[Stored dataset items]
%%

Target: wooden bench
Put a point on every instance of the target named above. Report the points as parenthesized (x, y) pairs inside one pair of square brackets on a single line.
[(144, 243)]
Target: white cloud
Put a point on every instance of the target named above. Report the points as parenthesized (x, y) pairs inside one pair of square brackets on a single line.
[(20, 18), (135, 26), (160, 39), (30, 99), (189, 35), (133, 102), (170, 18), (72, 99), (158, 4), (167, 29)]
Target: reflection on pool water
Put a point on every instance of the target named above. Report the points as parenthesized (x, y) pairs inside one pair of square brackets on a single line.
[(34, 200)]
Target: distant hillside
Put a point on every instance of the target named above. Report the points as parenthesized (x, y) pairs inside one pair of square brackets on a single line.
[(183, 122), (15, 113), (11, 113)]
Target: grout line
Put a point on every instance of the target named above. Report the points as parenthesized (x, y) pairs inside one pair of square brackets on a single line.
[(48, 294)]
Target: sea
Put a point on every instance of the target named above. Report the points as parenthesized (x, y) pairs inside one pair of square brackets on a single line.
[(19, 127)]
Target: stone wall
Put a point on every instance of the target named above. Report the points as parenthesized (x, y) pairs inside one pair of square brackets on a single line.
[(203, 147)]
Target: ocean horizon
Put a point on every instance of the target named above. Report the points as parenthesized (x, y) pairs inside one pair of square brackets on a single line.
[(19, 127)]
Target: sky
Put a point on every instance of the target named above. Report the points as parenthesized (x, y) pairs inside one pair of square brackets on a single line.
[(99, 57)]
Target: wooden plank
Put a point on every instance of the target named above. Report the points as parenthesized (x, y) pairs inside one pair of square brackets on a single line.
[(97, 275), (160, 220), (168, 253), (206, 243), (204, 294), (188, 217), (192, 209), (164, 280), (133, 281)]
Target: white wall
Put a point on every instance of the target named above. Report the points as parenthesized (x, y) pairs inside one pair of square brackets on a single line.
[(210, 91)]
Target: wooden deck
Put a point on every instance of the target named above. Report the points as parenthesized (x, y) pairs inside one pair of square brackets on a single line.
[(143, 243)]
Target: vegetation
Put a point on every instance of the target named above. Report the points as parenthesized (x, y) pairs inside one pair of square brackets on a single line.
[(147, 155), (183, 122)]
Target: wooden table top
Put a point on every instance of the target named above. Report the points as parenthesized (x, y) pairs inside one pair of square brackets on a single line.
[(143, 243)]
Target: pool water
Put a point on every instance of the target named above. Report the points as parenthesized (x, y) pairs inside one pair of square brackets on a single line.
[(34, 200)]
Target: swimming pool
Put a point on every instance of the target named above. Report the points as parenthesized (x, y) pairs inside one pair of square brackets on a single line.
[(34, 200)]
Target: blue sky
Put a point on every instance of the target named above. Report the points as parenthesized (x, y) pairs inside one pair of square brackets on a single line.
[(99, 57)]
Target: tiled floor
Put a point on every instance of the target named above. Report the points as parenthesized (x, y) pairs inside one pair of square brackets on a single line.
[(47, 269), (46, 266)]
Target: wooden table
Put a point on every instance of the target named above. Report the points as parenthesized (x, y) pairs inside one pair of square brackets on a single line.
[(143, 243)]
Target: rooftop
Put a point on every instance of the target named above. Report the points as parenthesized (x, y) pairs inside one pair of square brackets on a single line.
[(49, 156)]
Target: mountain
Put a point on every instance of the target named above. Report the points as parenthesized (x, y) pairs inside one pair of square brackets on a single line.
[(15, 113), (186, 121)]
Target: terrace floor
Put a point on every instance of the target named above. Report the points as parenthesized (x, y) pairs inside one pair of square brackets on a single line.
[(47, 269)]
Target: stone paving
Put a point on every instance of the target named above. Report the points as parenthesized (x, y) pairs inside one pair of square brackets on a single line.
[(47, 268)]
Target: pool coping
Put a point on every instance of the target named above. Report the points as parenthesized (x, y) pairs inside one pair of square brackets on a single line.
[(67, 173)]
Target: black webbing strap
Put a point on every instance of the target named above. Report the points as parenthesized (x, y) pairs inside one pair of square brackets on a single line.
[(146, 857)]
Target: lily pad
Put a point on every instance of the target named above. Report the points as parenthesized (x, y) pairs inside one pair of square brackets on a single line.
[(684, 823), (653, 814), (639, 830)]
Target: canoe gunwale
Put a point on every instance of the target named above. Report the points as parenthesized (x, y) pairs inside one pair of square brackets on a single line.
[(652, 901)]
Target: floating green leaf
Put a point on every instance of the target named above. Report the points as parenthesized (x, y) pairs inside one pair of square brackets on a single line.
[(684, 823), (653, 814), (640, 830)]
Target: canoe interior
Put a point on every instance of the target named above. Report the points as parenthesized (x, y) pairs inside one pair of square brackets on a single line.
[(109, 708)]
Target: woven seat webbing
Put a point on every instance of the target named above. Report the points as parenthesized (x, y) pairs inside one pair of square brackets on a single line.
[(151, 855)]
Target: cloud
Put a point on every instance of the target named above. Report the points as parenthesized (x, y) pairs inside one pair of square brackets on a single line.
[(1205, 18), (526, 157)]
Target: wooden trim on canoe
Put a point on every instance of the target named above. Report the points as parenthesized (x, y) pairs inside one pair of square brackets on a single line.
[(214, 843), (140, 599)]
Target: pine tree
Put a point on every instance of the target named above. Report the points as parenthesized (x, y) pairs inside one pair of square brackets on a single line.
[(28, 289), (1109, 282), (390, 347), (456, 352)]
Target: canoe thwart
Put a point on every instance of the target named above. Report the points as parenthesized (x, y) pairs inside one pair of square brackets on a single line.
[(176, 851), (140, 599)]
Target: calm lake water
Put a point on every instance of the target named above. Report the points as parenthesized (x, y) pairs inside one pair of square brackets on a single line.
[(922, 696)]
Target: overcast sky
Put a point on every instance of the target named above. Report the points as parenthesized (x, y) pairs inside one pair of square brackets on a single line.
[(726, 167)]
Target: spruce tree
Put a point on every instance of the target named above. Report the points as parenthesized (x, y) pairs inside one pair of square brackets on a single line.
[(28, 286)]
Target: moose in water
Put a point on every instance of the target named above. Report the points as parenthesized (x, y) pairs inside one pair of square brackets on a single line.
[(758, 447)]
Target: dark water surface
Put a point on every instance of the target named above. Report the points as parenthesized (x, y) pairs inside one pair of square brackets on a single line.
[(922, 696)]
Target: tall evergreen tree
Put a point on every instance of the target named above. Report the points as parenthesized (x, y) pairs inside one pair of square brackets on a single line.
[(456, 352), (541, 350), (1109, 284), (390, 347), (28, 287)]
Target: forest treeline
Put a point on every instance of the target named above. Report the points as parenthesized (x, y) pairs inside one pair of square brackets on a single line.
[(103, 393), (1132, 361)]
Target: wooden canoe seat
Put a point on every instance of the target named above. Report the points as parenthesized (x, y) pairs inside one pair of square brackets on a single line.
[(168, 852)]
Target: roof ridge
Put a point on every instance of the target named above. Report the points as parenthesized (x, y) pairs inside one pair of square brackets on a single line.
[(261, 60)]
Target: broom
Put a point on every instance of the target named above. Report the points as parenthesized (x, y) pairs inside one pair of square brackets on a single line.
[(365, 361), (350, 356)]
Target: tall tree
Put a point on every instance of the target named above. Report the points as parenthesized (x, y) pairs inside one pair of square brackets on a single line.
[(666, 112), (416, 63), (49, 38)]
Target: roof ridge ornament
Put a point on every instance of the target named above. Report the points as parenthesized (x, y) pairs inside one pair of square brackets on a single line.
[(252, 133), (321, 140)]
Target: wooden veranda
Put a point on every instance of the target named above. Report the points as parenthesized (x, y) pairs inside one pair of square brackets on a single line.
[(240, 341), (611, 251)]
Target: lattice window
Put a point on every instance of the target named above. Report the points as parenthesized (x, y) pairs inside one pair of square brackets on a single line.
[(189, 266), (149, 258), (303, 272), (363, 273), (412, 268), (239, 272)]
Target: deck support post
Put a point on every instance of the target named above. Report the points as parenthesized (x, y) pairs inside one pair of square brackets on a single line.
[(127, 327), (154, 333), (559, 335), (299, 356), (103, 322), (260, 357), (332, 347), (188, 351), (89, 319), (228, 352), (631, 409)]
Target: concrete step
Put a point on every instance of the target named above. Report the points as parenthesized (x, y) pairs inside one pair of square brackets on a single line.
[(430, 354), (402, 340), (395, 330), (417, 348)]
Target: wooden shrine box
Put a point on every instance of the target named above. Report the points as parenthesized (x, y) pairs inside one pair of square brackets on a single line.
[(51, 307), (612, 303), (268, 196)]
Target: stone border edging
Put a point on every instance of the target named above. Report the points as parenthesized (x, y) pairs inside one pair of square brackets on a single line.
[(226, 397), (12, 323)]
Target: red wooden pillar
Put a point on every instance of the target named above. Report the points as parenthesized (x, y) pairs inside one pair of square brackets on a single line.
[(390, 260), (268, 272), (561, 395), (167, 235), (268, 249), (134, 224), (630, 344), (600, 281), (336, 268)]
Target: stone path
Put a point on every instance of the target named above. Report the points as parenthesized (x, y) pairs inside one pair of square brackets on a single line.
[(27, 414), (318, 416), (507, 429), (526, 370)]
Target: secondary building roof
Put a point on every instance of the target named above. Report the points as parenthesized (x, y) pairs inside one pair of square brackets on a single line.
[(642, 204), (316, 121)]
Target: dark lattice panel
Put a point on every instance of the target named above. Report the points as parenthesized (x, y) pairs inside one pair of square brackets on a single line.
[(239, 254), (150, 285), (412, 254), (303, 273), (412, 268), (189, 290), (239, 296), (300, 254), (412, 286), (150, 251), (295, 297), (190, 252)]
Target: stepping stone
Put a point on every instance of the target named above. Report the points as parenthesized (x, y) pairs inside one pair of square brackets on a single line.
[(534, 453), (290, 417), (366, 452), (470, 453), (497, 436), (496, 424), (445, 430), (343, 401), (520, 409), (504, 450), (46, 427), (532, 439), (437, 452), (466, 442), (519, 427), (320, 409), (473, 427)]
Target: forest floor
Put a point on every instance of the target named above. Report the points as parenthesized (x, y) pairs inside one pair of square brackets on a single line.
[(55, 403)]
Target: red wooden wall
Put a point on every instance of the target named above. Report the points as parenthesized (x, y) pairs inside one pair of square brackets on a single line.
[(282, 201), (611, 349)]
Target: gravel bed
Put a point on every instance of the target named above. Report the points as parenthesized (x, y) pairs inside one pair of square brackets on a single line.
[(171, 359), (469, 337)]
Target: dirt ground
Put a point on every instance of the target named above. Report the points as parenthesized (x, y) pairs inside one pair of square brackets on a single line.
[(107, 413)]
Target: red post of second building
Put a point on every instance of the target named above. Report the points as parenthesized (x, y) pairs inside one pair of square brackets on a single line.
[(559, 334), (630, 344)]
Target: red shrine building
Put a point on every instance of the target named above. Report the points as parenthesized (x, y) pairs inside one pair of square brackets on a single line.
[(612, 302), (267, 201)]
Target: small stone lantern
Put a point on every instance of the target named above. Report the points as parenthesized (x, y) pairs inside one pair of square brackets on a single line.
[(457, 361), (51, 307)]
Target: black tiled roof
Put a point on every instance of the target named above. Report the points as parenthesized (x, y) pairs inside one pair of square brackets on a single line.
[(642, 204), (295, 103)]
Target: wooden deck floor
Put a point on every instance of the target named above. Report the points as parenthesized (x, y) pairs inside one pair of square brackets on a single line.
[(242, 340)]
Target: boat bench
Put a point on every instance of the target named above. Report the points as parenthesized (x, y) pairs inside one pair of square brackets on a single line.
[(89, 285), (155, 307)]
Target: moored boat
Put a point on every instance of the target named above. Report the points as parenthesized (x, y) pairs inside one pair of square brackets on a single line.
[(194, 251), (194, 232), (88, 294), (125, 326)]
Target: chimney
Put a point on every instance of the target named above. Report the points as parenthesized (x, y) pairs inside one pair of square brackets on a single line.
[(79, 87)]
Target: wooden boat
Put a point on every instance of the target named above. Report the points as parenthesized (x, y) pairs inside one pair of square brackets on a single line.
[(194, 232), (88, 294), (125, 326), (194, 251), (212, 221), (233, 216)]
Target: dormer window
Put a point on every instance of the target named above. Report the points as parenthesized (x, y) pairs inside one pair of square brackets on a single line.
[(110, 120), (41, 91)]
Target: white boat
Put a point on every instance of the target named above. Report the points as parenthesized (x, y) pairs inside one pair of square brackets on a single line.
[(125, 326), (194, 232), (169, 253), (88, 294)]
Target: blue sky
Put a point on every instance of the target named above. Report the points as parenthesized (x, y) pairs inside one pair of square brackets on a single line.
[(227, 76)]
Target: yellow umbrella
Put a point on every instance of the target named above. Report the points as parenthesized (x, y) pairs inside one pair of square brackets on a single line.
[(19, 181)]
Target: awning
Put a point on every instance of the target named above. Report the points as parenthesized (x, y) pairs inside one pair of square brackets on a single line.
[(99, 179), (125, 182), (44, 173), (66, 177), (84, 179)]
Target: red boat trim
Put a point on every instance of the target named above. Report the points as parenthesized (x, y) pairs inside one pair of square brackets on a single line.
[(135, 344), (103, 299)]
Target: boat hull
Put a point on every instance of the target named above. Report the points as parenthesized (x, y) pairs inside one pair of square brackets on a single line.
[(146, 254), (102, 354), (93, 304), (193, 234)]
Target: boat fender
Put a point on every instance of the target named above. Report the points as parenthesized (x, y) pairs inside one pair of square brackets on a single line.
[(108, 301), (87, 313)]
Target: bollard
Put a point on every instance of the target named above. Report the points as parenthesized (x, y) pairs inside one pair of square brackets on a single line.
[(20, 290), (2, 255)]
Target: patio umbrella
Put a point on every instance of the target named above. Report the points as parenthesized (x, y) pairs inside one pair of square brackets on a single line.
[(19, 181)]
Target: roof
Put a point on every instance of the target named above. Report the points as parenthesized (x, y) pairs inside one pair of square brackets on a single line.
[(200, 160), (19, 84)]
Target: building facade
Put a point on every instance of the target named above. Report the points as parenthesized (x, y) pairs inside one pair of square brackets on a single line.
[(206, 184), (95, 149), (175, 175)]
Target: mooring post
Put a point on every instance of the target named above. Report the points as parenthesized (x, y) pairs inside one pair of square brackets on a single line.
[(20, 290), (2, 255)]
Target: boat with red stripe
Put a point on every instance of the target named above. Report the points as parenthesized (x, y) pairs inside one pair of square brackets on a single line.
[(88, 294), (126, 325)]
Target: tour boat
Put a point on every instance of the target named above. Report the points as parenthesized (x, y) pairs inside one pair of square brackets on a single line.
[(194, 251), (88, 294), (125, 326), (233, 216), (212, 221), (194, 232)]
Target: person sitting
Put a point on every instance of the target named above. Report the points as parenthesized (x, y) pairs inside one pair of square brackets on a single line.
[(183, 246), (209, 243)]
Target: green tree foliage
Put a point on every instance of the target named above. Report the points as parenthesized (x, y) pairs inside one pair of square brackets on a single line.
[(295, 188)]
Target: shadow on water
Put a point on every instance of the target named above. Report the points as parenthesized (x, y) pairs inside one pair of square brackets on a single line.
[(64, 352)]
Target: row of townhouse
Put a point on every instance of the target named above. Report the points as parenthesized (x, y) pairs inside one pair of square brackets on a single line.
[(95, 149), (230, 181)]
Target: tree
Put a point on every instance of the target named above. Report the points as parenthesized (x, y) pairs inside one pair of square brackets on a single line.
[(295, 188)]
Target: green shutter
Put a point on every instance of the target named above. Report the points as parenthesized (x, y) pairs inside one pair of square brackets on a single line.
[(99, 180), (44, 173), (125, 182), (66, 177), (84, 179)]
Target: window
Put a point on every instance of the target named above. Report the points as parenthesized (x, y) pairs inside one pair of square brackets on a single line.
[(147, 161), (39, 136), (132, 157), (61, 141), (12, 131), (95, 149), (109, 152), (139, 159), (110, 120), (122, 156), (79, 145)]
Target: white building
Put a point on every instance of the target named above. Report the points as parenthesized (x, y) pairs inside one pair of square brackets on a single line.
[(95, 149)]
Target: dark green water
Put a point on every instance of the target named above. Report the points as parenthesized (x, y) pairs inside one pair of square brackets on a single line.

%%

OBJECTIVE :: Rewrite the rows starting at the line containing "Target: cloud" and ending at the line containing "[(726, 167)]", replacing "canoe" with "kayak" and leaving everything else unchanged.

SOLUTION FOR THIS TASK ::
Target: cloud
Put a point on every instance of the target named above. Report the points as parenthesized (x, y) pairs inside one pair of square brackets on a single line.
[(1205, 18), (526, 157)]
Target: wooden trim on kayak
Put a point on every instance of the target named above. Report the points as parenthesized (x, y) pairs inside one pair of square brackets on a single line.
[(214, 843), (140, 599)]
Target: pine tree
Put a point on every instance of the target named above. Report the points as parenthesized (x, y) pairs inside one pair of square brackets on a single line.
[(28, 289), (1109, 282), (390, 347), (456, 352)]
Target: kayak thwart
Put a point on every instance of the target named above. Report the points as parenthesized (x, y) pairs inside one pair of square brackets on a single line.
[(176, 851), (140, 599)]
Target: calm lake water
Put a point on every instance of the target named above. Report the points as parenthesized (x, y) pairs inside one pair of square brackets on a single line.
[(922, 696)]
Target: overcast sky
Put a point on every instance of the target named above. Report the points as parenthesized (x, y) pairs inside one pair of square brackets on a single line.
[(726, 167)]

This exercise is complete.